**EXTRACTED MATERIAL**
======
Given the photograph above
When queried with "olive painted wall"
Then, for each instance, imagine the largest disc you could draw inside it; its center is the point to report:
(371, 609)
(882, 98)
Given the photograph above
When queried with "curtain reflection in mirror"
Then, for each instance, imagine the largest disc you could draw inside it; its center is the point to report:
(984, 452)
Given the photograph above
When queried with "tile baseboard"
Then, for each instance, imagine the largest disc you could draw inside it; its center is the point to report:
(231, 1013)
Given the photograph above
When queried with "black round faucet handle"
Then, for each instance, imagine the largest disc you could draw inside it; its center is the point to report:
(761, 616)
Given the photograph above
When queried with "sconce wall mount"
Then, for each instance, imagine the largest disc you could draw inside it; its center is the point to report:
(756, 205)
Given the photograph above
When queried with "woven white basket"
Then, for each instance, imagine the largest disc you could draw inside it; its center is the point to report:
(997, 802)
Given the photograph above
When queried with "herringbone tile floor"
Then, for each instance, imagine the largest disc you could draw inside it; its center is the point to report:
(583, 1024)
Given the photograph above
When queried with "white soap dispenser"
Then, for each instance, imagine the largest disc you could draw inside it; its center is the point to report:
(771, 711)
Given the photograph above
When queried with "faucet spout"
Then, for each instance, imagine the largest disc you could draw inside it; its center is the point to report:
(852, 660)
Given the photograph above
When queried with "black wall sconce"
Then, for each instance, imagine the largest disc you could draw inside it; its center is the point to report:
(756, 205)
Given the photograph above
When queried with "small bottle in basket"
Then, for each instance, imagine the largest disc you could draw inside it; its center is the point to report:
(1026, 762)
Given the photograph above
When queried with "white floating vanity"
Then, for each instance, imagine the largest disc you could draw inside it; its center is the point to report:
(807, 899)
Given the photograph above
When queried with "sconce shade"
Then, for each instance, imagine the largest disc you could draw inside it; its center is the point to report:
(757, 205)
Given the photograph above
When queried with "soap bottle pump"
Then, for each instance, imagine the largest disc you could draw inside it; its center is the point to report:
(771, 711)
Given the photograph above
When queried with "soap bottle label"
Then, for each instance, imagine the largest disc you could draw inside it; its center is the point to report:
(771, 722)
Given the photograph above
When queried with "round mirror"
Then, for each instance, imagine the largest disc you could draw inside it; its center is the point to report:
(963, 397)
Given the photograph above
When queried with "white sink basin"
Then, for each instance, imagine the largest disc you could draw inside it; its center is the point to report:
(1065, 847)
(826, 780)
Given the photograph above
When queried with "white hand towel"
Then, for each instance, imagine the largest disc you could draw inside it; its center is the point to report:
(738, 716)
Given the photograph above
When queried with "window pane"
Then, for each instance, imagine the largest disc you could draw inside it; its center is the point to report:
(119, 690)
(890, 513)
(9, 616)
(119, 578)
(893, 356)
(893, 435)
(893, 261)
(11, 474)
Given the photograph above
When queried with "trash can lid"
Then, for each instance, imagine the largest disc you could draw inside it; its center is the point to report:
======
**GIVEN PROBLEM**
Make an exact copy of the listing, including every line.

**OUTPUT BELOW**
Given the photograph above
When queried with "olive painted wall"
Then, for each instance, imagine the largest disc you could draw inside it; its center is the point to report:
(371, 609)
(882, 98)
Given the photograph above
When queried with "curtain reflection in mirror"
Then, for each instance, imagine the largest disc you could draw inside it; its center is the point to report:
(984, 452)
Given the photograph above
When queried with "tile baseboard"
Then, for each instance, imagine the largest disc you could draw inside it; its center is the point to report:
(231, 1013)
Given the photograph above
When queried with "black round faucet handle"
Then, for each instance, imagine the largest disc you could draw inside it; its center is the point to report:
(761, 616)
Given the photograph above
When queried with "sconce wall mount"
Then, for each instance, imagine the largest disc you could draw inside it; its center is the point to report:
(756, 205)
Given the photograph above
When queried with "woven white basket"
Then, for each instance, imagine the largest disc you could draw inside it; its center is the point to report:
(997, 802)
Given the photograph above
When queried with "herringbone tile floor"
Then, for each instance, imagine the largest disc you could draw inside it; its center is the point to report:
(583, 1024)
Given the photograph above
When queried with "white soap dispenser"
Then, for each instance, imagine the largest disc you could draw inside it; its center is the point to report:
(771, 711)
Given the photograph above
When queried with "faucet spout"
Then, for each instance, imagine the largest disc you could draw inside it; its center is the point to report:
(852, 660)
Given the photograph above
When queried with "black wall sconce"
Then, for each instance, imagine the largest disc you could draw inside it; its center is the point to report:
(756, 205)
Given the photograph above
When queried with "small bottle in basket"
Then, for each instance, imagine the largest disc you could draw inside it; its center is the point to report:
(1026, 762)
Given the photograph above
When queried with "white floating vanity"
Then, for each instance, imagine the largest disc you could draw inside it; its center is the point to report:
(807, 899)
Given the photograph above
When queried with "sconce shade"
Then, for each instance, imagine the largest disc you could draw inside it; its center is the point to report:
(757, 205)
Given the photograph above
When queried with "soap bottle pump"
Then, for each instance, imagine the largest disc you could draw inside it; its center is the point to report:
(771, 711)
Given the photograph above
When queried with "soap bottle label"
Then, for each instance, imagine the largest disc you could draw inside it; its center is the point to report:
(771, 722)
Given the photograph above
When queried with "round mirror"
Then, for each instance, imagine the largest disc you could draw inside it; its center is the point to report:
(963, 397)
Given the photograph above
When queried with "white sink basin"
Then, for each instance, imagine the largest disc you could draw inside it; its center is the point to report:
(1065, 847)
(826, 780)
Given the photograph above
When queried with "white hand towel"
Then, for each instance, imagine the largest disc you could draw inside it; its center is the point to report:
(738, 716)
Given the photograph above
When queried with "window pane"
Then, for each instance, imagine the largest disc you could draw inside it; its center is the point to report:
(119, 690)
(890, 513)
(9, 616)
(119, 578)
(893, 356)
(893, 435)
(893, 261)
(11, 474)
Given the photograph above
When queried with "trash can lid"
Then, for each instance, imagine the largest disc you could draw inside it; its center is the point to report:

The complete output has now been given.